- [Reading text]:
=== Section Start ===

Medicine is continuously learning from other fields, perhaps the best example being aviation. It is from aviation that we gained the benefits of checklists, integrated ICUs and ORs, and – most recently – simulators. The first computer-based flight simulators came out 50 years ago and only now are we getting up to speed in terms of developing systems that enable surgeons to rehearse operations in advance.
This past June Medgadget met up with the Surgical Theater team at The White House and discussed how they are turning this vision into a reality – or, rather, the other way around. Their flagship product, the Selman Surgical Rehearsal Platform (SRP), allows surgeons to “pre-live the future” by practicing procedures on their actual patients’ anatomies using pre-operative MRI and CT images. We heard from them recently because the SRP has reached a few milestones in the past six months, including its first purchase by University Hospitals (UH) Case Medical Center in Cleveland and submission for FDA approval.

=== Section End ===

- [Material supplied]:
=== Section Start ===

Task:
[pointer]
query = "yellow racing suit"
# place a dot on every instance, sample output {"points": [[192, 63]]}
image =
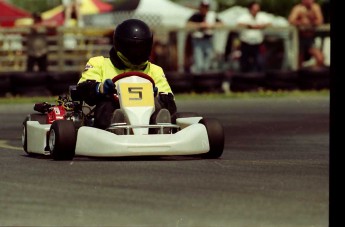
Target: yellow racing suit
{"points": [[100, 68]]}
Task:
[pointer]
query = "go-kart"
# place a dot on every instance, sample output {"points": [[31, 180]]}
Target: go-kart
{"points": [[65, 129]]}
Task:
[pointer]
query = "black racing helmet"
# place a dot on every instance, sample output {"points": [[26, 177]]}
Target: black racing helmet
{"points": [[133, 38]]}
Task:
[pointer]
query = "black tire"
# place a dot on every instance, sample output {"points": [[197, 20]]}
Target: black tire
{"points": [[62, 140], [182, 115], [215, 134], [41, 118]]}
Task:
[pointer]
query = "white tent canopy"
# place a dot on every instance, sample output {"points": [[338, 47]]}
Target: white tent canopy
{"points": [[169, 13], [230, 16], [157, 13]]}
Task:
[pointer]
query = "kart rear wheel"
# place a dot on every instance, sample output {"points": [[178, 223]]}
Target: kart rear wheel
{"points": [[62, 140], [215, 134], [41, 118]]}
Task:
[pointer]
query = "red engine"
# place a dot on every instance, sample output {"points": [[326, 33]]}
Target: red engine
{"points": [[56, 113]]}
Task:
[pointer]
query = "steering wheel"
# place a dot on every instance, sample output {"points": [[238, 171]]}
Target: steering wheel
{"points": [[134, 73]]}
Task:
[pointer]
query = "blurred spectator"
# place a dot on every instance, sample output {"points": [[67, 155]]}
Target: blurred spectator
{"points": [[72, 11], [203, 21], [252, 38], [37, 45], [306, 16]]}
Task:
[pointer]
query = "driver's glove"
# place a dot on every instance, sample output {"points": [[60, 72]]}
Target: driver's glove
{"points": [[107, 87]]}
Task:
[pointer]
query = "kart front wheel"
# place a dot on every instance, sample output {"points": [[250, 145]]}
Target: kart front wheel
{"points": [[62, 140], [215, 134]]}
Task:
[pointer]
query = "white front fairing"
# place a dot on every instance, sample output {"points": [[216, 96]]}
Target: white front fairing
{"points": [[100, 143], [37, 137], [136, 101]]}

=== Section End ===
=== Section Start ===

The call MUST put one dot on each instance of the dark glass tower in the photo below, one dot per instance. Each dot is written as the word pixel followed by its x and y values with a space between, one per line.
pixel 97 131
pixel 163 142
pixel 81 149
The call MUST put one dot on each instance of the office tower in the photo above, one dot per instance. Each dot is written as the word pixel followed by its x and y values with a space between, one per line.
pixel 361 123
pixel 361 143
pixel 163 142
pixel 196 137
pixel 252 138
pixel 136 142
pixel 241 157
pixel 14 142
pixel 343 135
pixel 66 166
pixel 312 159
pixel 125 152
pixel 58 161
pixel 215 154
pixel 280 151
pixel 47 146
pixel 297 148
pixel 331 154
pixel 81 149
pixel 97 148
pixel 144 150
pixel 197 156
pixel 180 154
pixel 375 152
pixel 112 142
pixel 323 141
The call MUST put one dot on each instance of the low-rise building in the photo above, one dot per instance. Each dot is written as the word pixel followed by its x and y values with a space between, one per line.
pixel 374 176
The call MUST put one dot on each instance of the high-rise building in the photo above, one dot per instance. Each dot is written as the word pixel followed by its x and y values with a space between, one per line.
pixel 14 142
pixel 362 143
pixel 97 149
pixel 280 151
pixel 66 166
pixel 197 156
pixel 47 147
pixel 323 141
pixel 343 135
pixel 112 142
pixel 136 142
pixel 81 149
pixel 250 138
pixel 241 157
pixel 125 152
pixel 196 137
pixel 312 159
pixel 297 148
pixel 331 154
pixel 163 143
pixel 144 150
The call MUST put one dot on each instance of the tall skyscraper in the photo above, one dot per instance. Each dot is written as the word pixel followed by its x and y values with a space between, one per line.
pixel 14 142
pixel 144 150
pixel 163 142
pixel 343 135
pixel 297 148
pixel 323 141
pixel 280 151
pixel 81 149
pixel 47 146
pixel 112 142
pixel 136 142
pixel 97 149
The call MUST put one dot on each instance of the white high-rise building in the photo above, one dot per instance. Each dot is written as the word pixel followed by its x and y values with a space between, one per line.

=== Section End ===

- [Actions to take]:
1. Repeat the surgical rehearsal article word for word, starting at "Medicine is continuously" and ending at "operations in advance.".
2. Keep writing the surgical rehearsal article, picking up right after its last sentence.

- [Answers by item]:
1.
Medicine is continuously learning from other fields, perhaps the best example being aviation. It is from aviation that we gained the benefits of checklists, integrated ICUs and ORs, and – most recently – simulators. The first computer-based flight simulators came out 50 years ago and only now are we getting up to speed in terms of developing systems that enable surgeons to rehearse operations in advance.

2.
We had the opportunity to catch up with Surgical Theater‘s President, Moty Avisar, and Medical Director, Dr. Warren Selman, who is neurosurgeon-in-chief at the UH Case Medical Center.
Shiv Gaglani, Medgadget: What are the various use cases for the SRP (education, pre-surgical rehearsal, etc)?
Dr. Warren Selman: Right now, surgeons look at CT scans before an operation and have to translate the flat, black-and-white image into a realistic picture in their heads. Even with the planning, it takes extra time in the operating room. Even for experienced surgeons, if we know ahead of time what an aneurysm is going to look like, we could choose a way to optimize the procedure. Shaving just 20 to 30 minutes in an operation could improve the patient’s outcome.
Moty Avisar: Prior to receiving FDA clearance the SRP is restricted to educational purposes, meaning that only historical patient case studies will be used. Subsequent to FDA clearance, we will be able to use pre-surgery patient specific studies (CT/MRI) so that surgeons can practice operations virtually.
Medgadget: When do you expect to hear back from the FDA? How would that change how the Selman Surgical Rehearsal Platform is used?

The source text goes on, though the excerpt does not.